Print every one of the rows below again, word for word and without any change.

== MATERIALS PROVIDED ==

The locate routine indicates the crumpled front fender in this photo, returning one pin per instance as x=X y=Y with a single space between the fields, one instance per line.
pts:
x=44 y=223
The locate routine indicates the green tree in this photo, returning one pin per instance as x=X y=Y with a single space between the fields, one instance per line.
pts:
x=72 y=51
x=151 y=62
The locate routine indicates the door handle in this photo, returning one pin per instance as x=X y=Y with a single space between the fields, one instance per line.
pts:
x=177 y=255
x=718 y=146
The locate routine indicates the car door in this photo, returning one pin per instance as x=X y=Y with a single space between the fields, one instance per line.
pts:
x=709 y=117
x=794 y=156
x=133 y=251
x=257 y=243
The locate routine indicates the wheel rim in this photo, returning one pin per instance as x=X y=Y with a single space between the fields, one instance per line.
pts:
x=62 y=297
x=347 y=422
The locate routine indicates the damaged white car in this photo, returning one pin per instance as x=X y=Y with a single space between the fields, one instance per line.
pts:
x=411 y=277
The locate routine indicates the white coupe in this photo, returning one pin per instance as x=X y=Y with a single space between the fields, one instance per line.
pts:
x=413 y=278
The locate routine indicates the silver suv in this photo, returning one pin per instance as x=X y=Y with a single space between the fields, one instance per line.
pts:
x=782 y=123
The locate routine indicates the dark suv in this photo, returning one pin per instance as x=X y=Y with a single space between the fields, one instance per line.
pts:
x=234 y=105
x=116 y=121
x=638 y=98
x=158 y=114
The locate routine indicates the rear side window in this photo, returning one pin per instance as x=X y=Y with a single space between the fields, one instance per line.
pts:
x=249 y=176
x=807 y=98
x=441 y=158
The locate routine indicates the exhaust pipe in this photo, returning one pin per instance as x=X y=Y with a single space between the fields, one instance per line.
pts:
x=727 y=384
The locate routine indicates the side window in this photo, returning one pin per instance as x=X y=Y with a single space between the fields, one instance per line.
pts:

===

* **EXERCISE OUTPUT**
The locate routine indicates the crumpled front fender in this photo, returning one pin per instance as x=X y=Y with a single space between the fields, one instance per line.
pts:
x=44 y=223
The locate routine indicates the green tree in this photo, returning one pin per instance as x=X y=Y with a single space between the fields, one instance per line.
pts:
x=72 y=51
x=151 y=62
The locate routine indicates the door handle in this photo, returning one pin per instance as x=X y=Y with a single space between the fields, one instance per line.
pts:
x=177 y=255
x=718 y=146
The locate routine indicates the car door in this photo, returning one pin per instance as x=X y=Y with a single space between the fields, one instance per line.
pts:
x=709 y=117
x=794 y=156
x=133 y=251
x=257 y=243
The locate routine indicates the wheel rim in this photo, returning one pin per instance as x=X y=Y with a single space between the fields, one instance per line.
pts:
x=62 y=297
x=347 y=422
The locate routine indicates the damaged white car in this photo, returning one pin per instance as x=X y=Y with a single space between the fields, one instance per line.
pts:
x=411 y=277
The locate routine indicates the white coupe in this photo, returning one pin per instance as x=X y=Y with a single space between the fields, one instance per line.
pts:
x=413 y=278
The locate routine indicates the silver suv in this photo, returning one pin per instance as x=X y=Y with a single space between the fields, one instance per line.
pts:
x=782 y=123
The locate routine indicates the dark suv in this photo, returning one pin per instance as x=X y=Y with a single space between the fields, one instance per line.
pts:
x=234 y=105
x=116 y=121
x=638 y=98
x=158 y=114
The locate routine indicates the rear side window in this photo, returning one pin per instance as x=X y=Y with a single space between the fields, one instance per line.
pts:
x=249 y=176
x=807 y=98
x=441 y=158
The locate routine indicates the exhaust pipe in this photo, returning one pin per instance as x=X y=Y with a single space between the fields, one instance per line.
pts:
x=727 y=384
The locate routine indicates the side window in this photo, returning one pin per instance as x=X y=Y with a single space between the fields, one instance per line.
pts:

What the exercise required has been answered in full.